§ **Problème à traiter**: Recopiez la liste en commençant à son début et en terminant à la ligne contenant « 442], [546, 467]] » incluse, en mettant à l'échelle les coordonnées des points dans les résultats : multipliez-les par 1,2 et arrondissez-les à l'entier le plus proche, les demis vers le haut, s'il vous plaît. Toutes les autres lignes restent identiques.

§ **Données de la tâche**:
-------
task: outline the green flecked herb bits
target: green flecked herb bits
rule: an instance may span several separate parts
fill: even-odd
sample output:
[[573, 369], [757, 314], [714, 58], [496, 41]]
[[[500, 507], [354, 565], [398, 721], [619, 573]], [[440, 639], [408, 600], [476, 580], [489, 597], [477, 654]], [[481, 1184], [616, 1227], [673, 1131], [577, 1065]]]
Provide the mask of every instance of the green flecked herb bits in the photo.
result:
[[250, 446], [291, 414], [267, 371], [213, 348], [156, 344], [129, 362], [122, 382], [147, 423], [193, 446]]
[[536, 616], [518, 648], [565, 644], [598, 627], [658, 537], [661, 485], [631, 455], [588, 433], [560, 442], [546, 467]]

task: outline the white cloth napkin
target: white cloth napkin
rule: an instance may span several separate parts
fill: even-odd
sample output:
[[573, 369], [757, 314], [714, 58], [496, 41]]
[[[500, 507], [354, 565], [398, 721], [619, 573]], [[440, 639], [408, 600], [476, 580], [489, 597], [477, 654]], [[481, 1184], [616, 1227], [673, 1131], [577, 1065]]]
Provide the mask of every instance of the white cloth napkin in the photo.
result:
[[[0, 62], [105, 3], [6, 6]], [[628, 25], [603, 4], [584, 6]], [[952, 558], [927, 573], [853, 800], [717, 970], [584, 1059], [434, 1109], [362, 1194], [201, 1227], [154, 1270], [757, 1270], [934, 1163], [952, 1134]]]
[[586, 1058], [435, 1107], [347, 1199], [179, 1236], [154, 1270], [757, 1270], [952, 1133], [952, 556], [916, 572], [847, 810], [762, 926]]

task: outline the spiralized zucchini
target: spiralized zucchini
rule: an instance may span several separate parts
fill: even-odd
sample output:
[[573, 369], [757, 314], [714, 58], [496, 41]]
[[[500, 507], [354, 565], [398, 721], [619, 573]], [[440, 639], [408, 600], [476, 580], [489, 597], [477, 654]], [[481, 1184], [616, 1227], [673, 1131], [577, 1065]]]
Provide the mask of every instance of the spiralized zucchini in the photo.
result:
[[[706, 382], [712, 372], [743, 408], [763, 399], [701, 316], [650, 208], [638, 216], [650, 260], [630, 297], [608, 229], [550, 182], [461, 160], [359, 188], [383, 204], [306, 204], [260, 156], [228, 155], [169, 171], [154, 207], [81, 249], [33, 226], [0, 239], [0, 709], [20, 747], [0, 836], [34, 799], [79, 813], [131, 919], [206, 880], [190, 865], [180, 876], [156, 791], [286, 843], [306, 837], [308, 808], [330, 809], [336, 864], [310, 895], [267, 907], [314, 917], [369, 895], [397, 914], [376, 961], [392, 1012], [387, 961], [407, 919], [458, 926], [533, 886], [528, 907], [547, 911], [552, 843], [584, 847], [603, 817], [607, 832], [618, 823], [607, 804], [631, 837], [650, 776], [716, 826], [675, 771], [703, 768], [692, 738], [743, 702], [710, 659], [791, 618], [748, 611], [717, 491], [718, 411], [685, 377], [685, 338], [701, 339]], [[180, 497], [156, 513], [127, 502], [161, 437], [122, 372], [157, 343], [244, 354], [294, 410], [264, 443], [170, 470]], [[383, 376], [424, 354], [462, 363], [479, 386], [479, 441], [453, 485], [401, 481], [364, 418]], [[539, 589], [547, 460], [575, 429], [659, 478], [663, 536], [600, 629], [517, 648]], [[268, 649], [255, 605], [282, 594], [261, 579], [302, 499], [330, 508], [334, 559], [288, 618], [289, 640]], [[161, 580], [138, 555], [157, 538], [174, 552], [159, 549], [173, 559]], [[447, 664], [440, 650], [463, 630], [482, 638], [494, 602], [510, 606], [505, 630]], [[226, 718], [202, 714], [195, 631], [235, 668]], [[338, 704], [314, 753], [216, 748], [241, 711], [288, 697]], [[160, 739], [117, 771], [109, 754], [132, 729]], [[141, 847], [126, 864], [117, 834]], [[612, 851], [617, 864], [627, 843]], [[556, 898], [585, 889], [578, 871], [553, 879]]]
-------
§ **Résultat ci-dessous**:
task: outline the green flecked herb bits
target: green flecked herb bits
rule: an instance may span several separate parts
fill: even-odd
sample output:
[[573, 369], [757, 314], [714, 58], [496, 41]]
[[[500, 507], [354, 565], [398, 721], [619, 573]], [[440, 639], [408, 600], [476, 580], [489, 597], [477, 654]], [[481, 1184], [616, 1227], [673, 1131], [577, 1065]]]
Provide the mask of every instance of the green flecked herb bits in the photo.
result:
[[300, 535], [349, 497], [320, 445], [256, 418], [187, 413], [155, 434], [146, 458], [176, 508], [232, 535]]
[[643, 739], [622, 778], [678, 773], [718, 752], [790, 644], [793, 582], [757, 546], [706, 520], [672, 530], [655, 560]]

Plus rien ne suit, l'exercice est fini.